▸ **EXTRACTED TEXT**:
────
Dr. Janis Orlowski, chief health care officer at the Association of American Medical Colleges, told CNBC in a phone interview that she does not remember any illness sickening so many Americans all at once ever before.

“I don’t think we’ve ever seen this number. We certainly never saw this number with HIV or any of the other new diseases that we’ve had,” Orlowksi said. “It’s an astonishing, astonishing number and the shame of it is it’s a number that we could have impacted and we didn’t.”

According to Orlowski’s organization, the AAMC, all health systems must prepare to implement “Crisis Standards of Care,” which is regularly used in situations such as the Sept. 11 terrorist attacks and natural disasters.

White House Health advisor Dr. Anthony Fauci also warned that the number of Covid-19 cases after the holidays may surge.

He believes that the U.S. may witness a “surge upon a surge” of Covid-19 cases after holidays as holiday parties and shoppers could trigger an outbreak.
────
▸ **STUDY MATERIAL**:
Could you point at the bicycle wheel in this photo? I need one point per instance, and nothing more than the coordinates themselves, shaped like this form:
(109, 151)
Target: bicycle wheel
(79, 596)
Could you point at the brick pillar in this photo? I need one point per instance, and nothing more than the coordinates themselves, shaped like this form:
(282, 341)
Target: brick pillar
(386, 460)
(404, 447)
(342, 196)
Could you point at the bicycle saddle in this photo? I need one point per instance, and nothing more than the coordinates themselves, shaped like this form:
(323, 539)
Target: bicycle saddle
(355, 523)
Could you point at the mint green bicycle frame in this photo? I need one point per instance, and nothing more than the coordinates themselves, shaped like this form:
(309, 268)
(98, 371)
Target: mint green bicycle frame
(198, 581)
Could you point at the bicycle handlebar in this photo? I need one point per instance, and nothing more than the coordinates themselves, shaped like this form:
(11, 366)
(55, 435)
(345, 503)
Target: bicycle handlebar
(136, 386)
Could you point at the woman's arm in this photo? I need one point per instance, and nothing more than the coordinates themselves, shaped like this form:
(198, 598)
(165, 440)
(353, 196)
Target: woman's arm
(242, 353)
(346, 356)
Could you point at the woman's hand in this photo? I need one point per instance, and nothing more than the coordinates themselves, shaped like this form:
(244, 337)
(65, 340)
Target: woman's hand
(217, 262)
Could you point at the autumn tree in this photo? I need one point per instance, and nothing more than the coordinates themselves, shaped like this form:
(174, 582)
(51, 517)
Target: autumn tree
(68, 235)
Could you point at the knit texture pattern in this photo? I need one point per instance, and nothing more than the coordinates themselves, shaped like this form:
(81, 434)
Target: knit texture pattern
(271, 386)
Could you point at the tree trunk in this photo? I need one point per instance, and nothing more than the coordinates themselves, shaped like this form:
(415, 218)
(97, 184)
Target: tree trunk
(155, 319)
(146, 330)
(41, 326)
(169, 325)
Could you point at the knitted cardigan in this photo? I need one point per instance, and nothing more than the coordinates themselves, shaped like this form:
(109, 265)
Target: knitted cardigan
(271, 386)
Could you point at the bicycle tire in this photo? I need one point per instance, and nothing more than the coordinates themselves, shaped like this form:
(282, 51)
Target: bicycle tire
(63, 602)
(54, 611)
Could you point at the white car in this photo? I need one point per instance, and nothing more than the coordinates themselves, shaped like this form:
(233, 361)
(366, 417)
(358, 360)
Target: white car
────
▸ **YOUR GOAL**: Extend the passage about U.S. health officials' Covid-19 warnings, picking up right after its last sentence.

▸ **SOLVED PROBLEM**:
“If you look across the United States, we are really in a public health crisis right now,” Dr. Fauci told Colorado Gov. Jared Polis during a livestream session. “Now that we’re in the mid- to late fall, merging on into the winter, we’ve seen, because a variety of circumstances, a surge that has really surpassed the others.”

According to the infectious diseases specialist, the potential surge of Covid-19 cases after holidays is based on the number of people who traveled for Thanksgiving and shared meals with family and friends.